> _WHAT YOU NEED TO DO_
Exactly reproduce the lines from the one holding "Would you mind marking the wing" through the final line of the listing below, with both ends included and nothing else.

[Start RECORDS PROVIDED]

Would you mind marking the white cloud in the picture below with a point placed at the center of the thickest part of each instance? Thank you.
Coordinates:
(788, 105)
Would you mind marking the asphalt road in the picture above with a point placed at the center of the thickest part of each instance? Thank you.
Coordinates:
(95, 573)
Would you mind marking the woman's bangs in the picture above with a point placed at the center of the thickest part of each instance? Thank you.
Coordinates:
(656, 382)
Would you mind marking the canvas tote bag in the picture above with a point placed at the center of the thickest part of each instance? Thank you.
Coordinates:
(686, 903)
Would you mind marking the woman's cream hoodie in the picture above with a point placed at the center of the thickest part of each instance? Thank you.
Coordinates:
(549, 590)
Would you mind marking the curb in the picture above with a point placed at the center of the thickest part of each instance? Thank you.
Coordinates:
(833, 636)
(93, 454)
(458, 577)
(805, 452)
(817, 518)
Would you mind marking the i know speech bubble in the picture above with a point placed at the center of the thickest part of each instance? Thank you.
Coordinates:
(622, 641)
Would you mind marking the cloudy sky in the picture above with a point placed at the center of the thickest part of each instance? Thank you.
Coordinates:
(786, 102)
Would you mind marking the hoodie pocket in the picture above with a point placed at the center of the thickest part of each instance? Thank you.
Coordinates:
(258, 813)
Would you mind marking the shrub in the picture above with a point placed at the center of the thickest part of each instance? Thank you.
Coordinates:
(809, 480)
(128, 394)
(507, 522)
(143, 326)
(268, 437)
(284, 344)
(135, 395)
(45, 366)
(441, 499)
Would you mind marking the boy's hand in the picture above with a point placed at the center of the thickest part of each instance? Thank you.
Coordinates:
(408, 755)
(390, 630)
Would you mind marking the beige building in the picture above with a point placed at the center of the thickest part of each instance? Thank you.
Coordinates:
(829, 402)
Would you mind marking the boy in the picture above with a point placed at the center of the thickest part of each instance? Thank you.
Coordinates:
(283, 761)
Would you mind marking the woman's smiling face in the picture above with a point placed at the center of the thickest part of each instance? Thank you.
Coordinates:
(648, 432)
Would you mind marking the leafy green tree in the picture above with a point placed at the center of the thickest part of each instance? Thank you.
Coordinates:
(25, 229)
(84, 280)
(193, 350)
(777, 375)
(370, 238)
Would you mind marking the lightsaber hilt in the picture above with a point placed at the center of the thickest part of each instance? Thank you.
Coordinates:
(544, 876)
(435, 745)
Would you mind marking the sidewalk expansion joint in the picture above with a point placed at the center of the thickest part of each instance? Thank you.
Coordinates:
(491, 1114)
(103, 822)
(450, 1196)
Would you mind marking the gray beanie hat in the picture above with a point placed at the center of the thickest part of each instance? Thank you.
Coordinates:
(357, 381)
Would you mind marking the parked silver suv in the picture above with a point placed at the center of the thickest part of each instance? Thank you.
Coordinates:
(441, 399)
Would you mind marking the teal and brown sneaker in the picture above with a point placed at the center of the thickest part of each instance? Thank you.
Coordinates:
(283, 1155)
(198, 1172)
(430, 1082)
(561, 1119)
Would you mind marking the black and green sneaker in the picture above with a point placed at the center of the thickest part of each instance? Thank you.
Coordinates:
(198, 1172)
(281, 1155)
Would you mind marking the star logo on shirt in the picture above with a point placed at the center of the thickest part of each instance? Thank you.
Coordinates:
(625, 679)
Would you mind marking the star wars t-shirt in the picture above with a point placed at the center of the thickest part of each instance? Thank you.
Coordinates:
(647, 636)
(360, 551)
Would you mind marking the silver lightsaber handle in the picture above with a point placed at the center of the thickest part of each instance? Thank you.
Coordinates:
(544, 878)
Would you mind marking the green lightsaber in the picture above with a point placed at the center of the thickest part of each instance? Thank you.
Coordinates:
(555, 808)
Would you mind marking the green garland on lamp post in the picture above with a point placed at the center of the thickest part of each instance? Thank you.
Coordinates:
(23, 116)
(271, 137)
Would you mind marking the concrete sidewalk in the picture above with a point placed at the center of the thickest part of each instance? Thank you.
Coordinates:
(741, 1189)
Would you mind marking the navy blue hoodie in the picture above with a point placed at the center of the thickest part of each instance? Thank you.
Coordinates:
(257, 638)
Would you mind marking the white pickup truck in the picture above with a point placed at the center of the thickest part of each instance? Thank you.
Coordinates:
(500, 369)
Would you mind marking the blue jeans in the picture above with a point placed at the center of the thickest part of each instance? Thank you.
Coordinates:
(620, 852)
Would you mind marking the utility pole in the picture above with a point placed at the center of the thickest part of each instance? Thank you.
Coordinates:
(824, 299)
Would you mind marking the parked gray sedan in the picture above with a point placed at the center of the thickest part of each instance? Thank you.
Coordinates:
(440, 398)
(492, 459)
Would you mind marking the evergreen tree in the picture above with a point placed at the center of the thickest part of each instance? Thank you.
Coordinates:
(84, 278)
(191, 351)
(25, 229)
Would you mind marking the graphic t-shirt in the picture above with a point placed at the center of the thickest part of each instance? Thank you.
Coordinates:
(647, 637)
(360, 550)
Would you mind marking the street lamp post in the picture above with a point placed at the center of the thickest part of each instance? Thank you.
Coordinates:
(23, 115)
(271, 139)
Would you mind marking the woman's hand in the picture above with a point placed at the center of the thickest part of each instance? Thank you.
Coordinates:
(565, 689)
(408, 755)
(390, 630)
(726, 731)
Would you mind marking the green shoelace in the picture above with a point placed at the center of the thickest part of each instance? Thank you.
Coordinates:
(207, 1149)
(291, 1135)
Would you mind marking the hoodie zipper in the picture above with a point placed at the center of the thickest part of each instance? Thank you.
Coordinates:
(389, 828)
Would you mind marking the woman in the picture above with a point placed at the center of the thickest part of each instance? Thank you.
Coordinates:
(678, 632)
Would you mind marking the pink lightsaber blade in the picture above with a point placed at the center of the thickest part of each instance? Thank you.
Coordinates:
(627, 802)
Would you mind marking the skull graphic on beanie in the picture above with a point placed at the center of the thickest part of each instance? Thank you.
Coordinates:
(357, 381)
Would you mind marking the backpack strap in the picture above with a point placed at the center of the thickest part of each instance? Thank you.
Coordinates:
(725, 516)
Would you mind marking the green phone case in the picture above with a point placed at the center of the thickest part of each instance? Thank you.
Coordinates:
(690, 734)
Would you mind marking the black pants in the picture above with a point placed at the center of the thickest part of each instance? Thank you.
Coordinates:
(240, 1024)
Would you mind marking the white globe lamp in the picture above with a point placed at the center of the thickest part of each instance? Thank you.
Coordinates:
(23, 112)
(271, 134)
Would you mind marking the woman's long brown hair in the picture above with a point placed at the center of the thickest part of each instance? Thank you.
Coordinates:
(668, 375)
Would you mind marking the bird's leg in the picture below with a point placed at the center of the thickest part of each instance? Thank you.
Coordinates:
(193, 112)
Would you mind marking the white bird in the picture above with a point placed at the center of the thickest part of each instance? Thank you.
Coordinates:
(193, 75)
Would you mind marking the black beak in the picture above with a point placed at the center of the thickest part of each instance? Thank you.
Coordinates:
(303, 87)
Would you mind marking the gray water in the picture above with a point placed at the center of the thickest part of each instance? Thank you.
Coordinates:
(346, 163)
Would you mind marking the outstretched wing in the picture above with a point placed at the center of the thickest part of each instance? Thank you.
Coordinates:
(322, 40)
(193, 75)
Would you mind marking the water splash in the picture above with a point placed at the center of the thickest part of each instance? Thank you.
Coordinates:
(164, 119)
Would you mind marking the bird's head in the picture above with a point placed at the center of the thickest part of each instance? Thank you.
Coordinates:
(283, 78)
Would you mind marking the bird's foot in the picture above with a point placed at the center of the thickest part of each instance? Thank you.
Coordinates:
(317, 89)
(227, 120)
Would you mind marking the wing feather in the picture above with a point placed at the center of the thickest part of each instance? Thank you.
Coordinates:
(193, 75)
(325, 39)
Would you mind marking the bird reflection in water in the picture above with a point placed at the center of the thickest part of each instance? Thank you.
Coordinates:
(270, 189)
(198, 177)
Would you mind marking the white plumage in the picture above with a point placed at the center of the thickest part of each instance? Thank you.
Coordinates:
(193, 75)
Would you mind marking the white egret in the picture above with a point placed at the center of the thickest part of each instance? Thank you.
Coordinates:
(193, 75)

[End RECORDS PROVIDED]

> _RESULT OF THE EXERCISE_
Would you mind marking the wing feather in the picture above with a point placed at the center of the thickest part of each instance? Thank you.
Coordinates:
(193, 75)
(325, 39)
Would you mind marking the bird reflection in water in the picture above with a point placed at the center of the thickest part of each instance? Thank you.
Coordinates:
(270, 189)
(198, 177)
Would you mind marking the white plumage in the picture above with a point placed at the center of the thickest part of each instance? Thank you.
Coordinates:
(193, 75)
Would you mind marking the white egret in the picture above with a point placed at the center of the thickest part of each instance? Thank you.
Coordinates:
(193, 75)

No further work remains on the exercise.